SOURCE TEXT:
%%

Aboitiz Eyes Team | July 13, 2018
The Aboitiz Group hosted the “Private Sector Workshop on Business & Ecosystem-based Adaptation” last July 6, gathering key stakeholders from Philippine industry, the insurance and finance sectors, and key policymakers for dialogue to identify and discuss collaboration to support ecosystem-based climate adaptation.
The workshop is part of Earth Security Group’s two-year project to facilitate private sector innovations and cross-sector collaboration. Locally, it has partnered with Philippine Business for Environment (PBE), of which Aboitiz is a member, and Asian Institute of Management (AIM) and aligns with the strategic priorities of the National Climate Change Action Plan and the Climate Change Commission of the Philippines.
An ecosystem-based adaptation (EBA) is simply an approach that uses natural ecosystems, natural systems and the services that they provide to adapt to climate change — protective services, regulatory services, water and air filtration, flood and storm protection — key things for business continuity.
Dave Devilles, AEV AVP Corporate Communication and Sustainability, welcomed the participants, sharing key insights on the Aboitiz Group’s initiatives towards carbon emissions reduction. Particularly, what A-Park, the Group’s contribution to the government’s National Greening Program, has been able to achieve so far – 119,500 tons of carbon dioxide equivalent sequestered from 6 million trees planted (with 9 million targeted by 2020), greatly surpassing our 52,000 tons CO2e business consumption as of year-end 2017.
As part of the preliminary topic discussions,Weather Solutions General Manager Jojo Marasigan talked about how the first weather-centric social enterprise in the Philippines can benefit communities through historical and real-time weather data, forecasting, and partnering with organizations across various industries.
Companies and investors in the Philippine have an important role to play in conserving ecosystems to strengthen their resilience to climate change. This is good for the Philippines and good for business. Earth Security Group is delighted to be partnering with local sustainability leader, Aboitiz Group, and our local partners, the Asian Institute of Management, and Philippines Business for Environment, to raise awareness in the business community and mobilize new business opportunities.– Alejandro Litovsky
Founder and Chief Executive Officer
Earth Security Group
Earth Security Group
- There is a unanimous feel in this country of wanting to do more, of wanting to have greater business value and investments, and wanting to leverage what policymakers are doing, and change the minds and efforts of the public on a greater national scale. We’re already seeing companies like Aboitiz that are new in this space that are stepping in and trying to lead some of the emerging efforts here.

%%

PROMPT 1: Reproduce the stretch of the workshop article from "An ecosystem-based adaptation" through "of year-end 2017.".
PROMPT 2: According to the workshop article, how many trees had A-Park planted so far?
PROMPT 3: Extend the article on the Aboitiz climate adaptation workshop, picking up after its final sentence.

Excerpt from a dataset:

%%

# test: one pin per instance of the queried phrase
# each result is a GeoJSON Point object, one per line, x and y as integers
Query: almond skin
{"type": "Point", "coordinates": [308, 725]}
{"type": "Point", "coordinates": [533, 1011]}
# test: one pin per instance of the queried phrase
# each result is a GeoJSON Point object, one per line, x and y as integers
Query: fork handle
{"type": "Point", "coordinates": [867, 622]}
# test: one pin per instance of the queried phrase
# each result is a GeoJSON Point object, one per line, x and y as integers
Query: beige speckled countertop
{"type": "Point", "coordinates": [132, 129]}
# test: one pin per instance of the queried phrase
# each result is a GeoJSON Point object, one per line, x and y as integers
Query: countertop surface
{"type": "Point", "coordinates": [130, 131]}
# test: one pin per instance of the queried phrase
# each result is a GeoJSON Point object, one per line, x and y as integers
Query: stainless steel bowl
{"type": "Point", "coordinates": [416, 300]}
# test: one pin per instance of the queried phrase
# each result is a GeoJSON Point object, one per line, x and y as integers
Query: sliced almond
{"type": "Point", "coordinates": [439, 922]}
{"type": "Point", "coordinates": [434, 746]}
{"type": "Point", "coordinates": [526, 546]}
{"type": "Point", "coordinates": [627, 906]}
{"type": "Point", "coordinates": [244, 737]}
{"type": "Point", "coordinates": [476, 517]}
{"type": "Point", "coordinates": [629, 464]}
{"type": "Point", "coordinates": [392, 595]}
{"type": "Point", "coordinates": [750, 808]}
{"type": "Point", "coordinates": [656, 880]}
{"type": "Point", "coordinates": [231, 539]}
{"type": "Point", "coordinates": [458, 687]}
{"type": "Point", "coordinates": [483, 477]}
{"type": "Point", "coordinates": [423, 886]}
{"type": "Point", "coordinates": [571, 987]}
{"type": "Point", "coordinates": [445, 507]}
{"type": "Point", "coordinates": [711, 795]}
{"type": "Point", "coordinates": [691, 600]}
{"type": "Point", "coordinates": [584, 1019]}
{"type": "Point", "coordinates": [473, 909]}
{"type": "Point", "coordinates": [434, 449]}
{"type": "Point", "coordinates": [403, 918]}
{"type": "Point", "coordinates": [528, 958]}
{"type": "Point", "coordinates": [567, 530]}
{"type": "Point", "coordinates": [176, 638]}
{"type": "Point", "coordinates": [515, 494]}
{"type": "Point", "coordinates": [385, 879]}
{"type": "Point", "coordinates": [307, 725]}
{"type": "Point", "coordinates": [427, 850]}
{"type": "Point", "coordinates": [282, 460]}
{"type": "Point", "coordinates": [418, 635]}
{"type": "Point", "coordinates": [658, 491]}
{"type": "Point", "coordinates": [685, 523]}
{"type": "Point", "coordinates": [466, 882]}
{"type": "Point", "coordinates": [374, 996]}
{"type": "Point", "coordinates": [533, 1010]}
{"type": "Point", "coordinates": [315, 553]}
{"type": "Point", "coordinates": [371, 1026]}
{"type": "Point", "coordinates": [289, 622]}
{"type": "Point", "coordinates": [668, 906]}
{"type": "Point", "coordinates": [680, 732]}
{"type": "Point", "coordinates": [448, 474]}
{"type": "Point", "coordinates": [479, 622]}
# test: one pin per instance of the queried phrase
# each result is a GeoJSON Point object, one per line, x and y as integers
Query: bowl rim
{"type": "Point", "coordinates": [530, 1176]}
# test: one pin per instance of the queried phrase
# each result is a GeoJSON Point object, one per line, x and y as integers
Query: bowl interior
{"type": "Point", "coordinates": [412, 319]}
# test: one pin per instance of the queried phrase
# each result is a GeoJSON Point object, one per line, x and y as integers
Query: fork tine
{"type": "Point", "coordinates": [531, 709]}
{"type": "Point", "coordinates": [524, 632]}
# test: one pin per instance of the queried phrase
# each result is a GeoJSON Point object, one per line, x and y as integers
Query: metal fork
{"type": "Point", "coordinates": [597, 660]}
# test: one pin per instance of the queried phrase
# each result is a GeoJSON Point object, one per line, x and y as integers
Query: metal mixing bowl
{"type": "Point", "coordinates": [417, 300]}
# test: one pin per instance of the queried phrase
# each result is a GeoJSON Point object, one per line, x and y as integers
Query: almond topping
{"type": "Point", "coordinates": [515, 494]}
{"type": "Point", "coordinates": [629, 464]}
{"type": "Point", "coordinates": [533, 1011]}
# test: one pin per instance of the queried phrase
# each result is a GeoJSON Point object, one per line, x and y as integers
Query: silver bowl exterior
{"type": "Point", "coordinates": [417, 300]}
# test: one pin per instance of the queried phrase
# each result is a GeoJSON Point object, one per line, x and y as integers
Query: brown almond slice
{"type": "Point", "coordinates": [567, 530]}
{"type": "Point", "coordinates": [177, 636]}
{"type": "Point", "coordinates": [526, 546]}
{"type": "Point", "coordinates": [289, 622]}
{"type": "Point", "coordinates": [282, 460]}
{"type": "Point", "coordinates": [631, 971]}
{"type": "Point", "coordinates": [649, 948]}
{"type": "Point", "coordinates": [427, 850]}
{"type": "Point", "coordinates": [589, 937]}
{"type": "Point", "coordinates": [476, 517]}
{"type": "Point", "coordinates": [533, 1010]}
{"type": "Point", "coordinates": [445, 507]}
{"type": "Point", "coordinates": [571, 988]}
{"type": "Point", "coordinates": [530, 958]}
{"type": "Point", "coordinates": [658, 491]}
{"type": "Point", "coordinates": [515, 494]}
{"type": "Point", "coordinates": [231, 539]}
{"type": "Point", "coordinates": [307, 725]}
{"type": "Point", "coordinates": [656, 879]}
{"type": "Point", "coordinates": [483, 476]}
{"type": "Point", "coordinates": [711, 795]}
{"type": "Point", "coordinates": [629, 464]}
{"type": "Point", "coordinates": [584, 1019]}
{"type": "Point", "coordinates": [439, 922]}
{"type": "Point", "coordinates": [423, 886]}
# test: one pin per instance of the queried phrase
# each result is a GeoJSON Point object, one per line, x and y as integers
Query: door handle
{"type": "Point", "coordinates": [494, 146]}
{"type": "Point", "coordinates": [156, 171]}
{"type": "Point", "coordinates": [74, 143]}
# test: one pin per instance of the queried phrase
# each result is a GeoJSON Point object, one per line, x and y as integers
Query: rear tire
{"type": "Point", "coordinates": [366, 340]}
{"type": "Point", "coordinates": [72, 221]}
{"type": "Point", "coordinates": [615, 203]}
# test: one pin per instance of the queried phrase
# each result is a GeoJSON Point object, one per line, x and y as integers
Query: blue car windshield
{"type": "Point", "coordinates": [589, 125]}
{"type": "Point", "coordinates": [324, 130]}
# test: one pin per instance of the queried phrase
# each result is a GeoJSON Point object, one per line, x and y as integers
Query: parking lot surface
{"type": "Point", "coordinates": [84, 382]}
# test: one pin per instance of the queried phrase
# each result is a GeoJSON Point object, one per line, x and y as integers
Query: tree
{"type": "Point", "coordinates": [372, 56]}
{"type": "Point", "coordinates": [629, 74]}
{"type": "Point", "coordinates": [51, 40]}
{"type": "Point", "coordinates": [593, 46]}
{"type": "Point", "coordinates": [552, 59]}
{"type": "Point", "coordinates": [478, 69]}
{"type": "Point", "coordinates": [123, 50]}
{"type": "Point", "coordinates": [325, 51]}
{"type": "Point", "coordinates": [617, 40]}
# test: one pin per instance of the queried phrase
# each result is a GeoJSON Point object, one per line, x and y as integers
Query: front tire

%%

RIGHT ANSWER 1:
An ecosystem-based adaptation (EBA) is simply an approach that uses natural ecosystems, natural systems and the services that they provide to adapt to climate change — protective services, regulatory services, water and air filtration, flood and storm protection — key things for business continuity.
Dave Devilles, AEV AVP Corporate Communication and Sustainability, welcomed the participants, sharing key insights on the Aboitiz Group’s initiatives towards carbon emissions reduction. Particularly, what A-Park, the Group’s contribution to the government’s National Greening Program, has been able to achieve so far – 119,500 tons of carbon dioxide equivalent sequestered from 6 million trees planted (with 9 million targeted by 2020), greatly surpassing our 52,000 tons CO2e business consumption as of year-end 2017.

RIGHT ANSWER 2: 6 million trees.

RIGHT ANSWER 3:
Comm. Noel Gaerlan
Climate Change Commission
- With climate change, there is a difference in the sense that we have a set of minimums to observe and execute as a collective body to effectively cope with and survive this phenomenon.It would appear that ecosystems are vulnerable as their individual elements. Ecosystems management per se cannot be the solution. It is the incremental actions additional to the business-as-usual measures that we have to cope with that will truly save humanity.
- Depending on the GHG mitigation path we take, we are looking at the best, the optimum, and the worst case scenario. It is in this context that I am personally advocating a multi-scenario climate risk management approach to the way we analyze and develop our climate change adaptation strategies. We need to see and know what’s going to happen [to you].
Earth Security Group
- The processes that are taking places, whether you’re about conserving, restoring, or sustainably managing these ecosystems — whether we’re talking about protecting coral reefs, rebuilding coral reefs, mangroves, forests, planting green rooms, etc.
- Very often, businesses can find that these are actually far more cost-effective than replanting a mangrove system, rebuilding the coral reef can actually be far more cost effective than rebuilding a seawall. They can also create additional social and economic value that enhances reputation and value for business.
Developing natural infrastructure solutions for climate resilience in the Philippines is a cost-effective and innovative area of opportunities for Philippine companies, banks and insurers. Restoring degraded or lost coastal mangroves alone could provide more than USD 450 million in flood protection benefits to the Philippines annually. We are exploring opportunities that enable companies combine commercial innovation opportunities with their philanthropic objectives to better protect vulnerable populations and assets against climate extremes.
– Margot Clarvis
Earth Security Group
For the breakout sessions, participants discussed models to maximize business value from ecosystem-based adaptation and increase the private sector’s participation in developing new business models. Following are ideas that emerged from the group discussions.
- Exploring opportunities for innovation in natural infrastructure finance:
- Identify what types of concrete projects the banks will give loans to, or how “bankable” is green infrastructure; develop risk-return frameworks in assessing the bankability of these projects
- Review and cascade information on laws related to climate change adaptation that private sector can maximize; the Philippines is one of the first in Asia to have a good line-up of legislation concerning climate change, e.g. People’s Survival Fund, Green Jobs Law, etc.
- Develop capacity building initiatives focused on making agricultural resources bankable
- Exploring opportunities for innovation in insurance:
- Find out the benefits of an identified ecosystem in mitigating damage and see if these benefits are usable information to the insurance industry; identify the customer and the products that each possible customer would need
- Identify areas of priority e.g. coastlines, river delta areas, tsunami zones, etc.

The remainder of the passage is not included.